▶ **REQUIRED TASK**
Reproduce the rows below character for character, starting at the very first line and ending with the line that contains "465), (739, 458)]", including that line.

◆ ◆ ◆ ◆

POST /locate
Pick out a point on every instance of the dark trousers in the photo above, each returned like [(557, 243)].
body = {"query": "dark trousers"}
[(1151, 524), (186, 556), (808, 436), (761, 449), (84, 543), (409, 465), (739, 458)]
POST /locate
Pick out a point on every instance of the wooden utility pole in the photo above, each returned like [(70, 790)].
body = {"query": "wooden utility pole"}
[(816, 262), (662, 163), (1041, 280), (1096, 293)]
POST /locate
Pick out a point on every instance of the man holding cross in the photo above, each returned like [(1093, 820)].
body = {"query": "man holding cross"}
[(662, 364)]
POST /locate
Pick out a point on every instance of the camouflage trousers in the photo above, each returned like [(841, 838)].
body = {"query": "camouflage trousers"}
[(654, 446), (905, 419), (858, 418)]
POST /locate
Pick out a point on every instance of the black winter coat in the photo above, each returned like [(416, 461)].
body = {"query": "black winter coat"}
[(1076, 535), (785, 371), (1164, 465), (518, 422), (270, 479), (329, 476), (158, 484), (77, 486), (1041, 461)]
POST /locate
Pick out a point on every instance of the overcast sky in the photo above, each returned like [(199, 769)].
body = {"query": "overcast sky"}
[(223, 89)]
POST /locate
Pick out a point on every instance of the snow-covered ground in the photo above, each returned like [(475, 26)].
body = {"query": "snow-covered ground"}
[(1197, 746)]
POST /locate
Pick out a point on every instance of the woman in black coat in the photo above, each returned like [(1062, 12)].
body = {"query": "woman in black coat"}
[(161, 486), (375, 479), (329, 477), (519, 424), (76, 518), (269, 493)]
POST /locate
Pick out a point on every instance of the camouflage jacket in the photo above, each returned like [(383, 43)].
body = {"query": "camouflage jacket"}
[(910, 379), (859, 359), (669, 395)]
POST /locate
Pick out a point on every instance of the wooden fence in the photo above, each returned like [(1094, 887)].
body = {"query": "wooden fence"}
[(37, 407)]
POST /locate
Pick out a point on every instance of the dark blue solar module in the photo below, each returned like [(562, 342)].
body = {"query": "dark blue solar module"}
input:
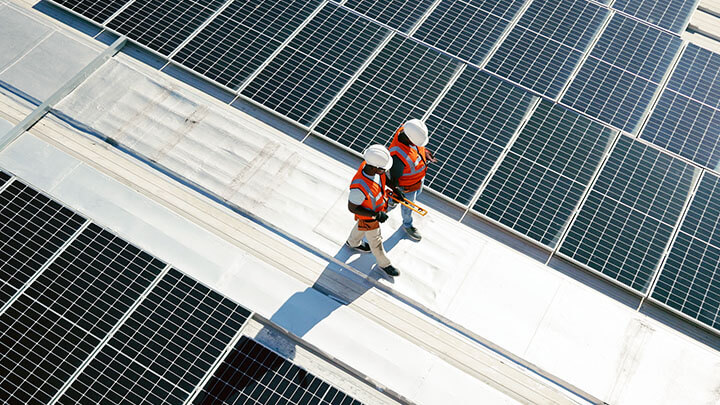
[(467, 28), (690, 279), (541, 180), (242, 37), (469, 129), (548, 41), (253, 374), (398, 14), (672, 15), (686, 119), (32, 229), (163, 25), (622, 73), (400, 83), (312, 69), (628, 218), (164, 349), (98, 11)]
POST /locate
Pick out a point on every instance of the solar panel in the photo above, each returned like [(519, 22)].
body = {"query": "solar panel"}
[(164, 349), (163, 25), (252, 373), (544, 175), (98, 11), (467, 28), (686, 119), (622, 73), (312, 69), (400, 83), (54, 325), (690, 279), (628, 218), (242, 37), (469, 129), (672, 15), (398, 14), (547, 43), (32, 229)]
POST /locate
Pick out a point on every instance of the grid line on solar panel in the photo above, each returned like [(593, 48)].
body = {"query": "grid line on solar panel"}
[(39, 351), (244, 35), (398, 14), (403, 81), (469, 129), (467, 29), (628, 218), (163, 25), (176, 333), (543, 48), (672, 15), (618, 80), (97, 11), (312, 69), (252, 373), (545, 173), (32, 229)]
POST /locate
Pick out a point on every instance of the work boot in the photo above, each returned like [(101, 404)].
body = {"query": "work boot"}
[(413, 233), (362, 248), (390, 271)]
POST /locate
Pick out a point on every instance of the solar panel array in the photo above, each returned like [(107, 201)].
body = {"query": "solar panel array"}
[(89, 318), (564, 172)]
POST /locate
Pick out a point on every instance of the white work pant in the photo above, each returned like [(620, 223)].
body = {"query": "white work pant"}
[(374, 239)]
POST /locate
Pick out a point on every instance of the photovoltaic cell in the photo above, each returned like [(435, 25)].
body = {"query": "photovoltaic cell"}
[(467, 28), (686, 119), (541, 180), (628, 218), (165, 347), (469, 129), (672, 15), (690, 279), (32, 228), (623, 71), (163, 25), (242, 37), (544, 47), (39, 351), (398, 14), (98, 11), (400, 83), (302, 79), (252, 373)]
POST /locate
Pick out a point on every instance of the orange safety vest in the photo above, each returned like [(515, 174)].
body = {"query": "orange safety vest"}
[(414, 159), (375, 194)]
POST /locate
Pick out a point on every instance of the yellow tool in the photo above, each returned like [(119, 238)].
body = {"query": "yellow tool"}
[(420, 210)]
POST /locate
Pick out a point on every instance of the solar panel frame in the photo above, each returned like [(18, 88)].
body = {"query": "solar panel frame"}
[(617, 205), (542, 61), (312, 69)]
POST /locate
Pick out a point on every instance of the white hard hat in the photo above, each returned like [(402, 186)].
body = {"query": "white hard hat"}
[(417, 132), (378, 156)]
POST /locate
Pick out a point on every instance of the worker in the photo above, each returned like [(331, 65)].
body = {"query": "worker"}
[(407, 173), (368, 201)]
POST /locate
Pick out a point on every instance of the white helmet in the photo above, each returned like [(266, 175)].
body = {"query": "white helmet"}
[(417, 132), (378, 156)]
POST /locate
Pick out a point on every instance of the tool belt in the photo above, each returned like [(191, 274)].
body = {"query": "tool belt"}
[(368, 224)]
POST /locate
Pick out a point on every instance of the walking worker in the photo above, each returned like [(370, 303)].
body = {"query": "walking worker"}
[(368, 201), (410, 160)]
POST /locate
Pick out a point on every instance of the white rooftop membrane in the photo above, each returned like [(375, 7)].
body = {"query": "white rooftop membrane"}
[(563, 327)]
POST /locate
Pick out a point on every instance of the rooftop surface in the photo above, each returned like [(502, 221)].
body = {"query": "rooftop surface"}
[(242, 202)]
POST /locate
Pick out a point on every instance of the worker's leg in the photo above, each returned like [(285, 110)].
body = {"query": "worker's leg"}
[(356, 235), (374, 238)]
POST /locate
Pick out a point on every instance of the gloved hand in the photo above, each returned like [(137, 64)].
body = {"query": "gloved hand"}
[(381, 216)]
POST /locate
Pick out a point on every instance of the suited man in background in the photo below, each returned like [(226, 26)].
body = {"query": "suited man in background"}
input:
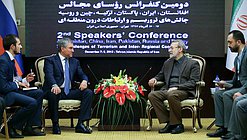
[(61, 71), (238, 119), (180, 74), (223, 99), (11, 89), (2, 107)]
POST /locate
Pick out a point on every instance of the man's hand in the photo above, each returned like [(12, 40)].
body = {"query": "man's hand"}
[(171, 89), (83, 85), (152, 82), (30, 77), (221, 83), (22, 85), (236, 95), (56, 90)]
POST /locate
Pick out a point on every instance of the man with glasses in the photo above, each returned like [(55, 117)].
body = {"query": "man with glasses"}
[(180, 74), (223, 99)]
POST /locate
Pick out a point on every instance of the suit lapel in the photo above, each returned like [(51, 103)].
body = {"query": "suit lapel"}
[(169, 70), (59, 63), (70, 68), (183, 66), (12, 67), (243, 56)]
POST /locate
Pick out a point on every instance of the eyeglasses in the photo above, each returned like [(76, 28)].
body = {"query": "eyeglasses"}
[(172, 48)]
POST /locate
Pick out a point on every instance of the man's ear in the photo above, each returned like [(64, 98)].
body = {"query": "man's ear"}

◆ ◆ ◆ ◆

▶ **RESULT FOR THIS EXERCISE**
POST /locate
Pick out a point on every instance of the dark trousers in the photo above, each returned like [(557, 243)].
body = {"query": "dark trousers"}
[(1151, 524), (186, 556), (808, 436), (761, 449), (84, 543), (409, 465), (739, 458)]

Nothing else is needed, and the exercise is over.